REQUIRED TASK
Reproduce the listing below line for line, without any change, and leave out the pictures.

[Stored data entries]
----

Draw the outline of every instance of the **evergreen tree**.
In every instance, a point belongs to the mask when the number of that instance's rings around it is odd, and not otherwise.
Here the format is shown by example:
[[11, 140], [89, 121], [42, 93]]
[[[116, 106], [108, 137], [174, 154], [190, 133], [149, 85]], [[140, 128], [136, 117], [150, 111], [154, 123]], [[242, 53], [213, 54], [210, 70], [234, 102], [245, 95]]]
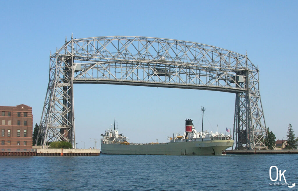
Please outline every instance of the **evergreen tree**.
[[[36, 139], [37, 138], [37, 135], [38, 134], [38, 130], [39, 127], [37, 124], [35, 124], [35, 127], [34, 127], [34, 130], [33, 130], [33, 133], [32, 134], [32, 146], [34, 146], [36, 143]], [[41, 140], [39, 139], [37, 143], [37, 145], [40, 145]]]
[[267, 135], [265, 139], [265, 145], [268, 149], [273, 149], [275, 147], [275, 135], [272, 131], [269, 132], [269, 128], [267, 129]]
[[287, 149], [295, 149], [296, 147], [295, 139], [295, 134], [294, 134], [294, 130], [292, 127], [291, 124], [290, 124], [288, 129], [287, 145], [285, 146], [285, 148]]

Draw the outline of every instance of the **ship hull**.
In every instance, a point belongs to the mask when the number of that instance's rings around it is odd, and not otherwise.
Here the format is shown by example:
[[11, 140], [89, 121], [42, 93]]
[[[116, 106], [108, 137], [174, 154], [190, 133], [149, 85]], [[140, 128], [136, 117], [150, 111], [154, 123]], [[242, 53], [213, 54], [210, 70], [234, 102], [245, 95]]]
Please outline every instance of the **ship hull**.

----

FINISHED ANSWER
Draw the outline of every instance of the **evergreen tree**.
In every instance, a point belongs to the mask when the number of that instance's rings around it is odd, and not otherwise.
Here the format is shown by example:
[[11, 140], [89, 121], [42, 93]]
[[[116, 106], [108, 137], [174, 154], [190, 133], [149, 85]], [[140, 128], [136, 117], [150, 111], [154, 123]], [[242, 53], [213, 54], [210, 70], [234, 102], [245, 95]]]
Please outline every instance of the **evergreen tree**.
[[[36, 139], [37, 138], [37, 135], [38, 134], [38, 130], [39, 127], [37, 124], [35, 124], [35, 127], [34, 127], [34, 130], [33, 130], [33, 133], [32, 134], [32, 146], [34, 146], [36, 143]], [[41, 140], [39, 139], [37, 143], [37, 145], [40, 145]]]
[[267, 135], [265, 139], [265, 145], [268, 149], [273, 149], [275, 147], [275, 135], [272, 131], [269, 132], [269, 128], [267, 129]]
[[287, 149], [295, 149], [296, 147], [295, 139], [295, 134], [294, 134], [294, 130], [292, 127], [291, 124], [290, 124], [288, 129], [287, 145], [285, 146], [285, 148]]

Draw the outline of every instance of the **ship hull**.
In every instance, a point belongs to the mask when the number of that instance's rings around it is odd, and not otherwise.
Here the format is shown by example:
[[11, 140], [89, 121], [42, 93]]
[[[116, 106], [108, 137], [174, 154], [190, 133], [149, 85]], [[140, 128], [136, 117], [150, 111], [154, 123]], [[242, 53], [213, 54], [210, 70], [234, 102], [245, 95]]]
Please outline every instance of the **ship hull**.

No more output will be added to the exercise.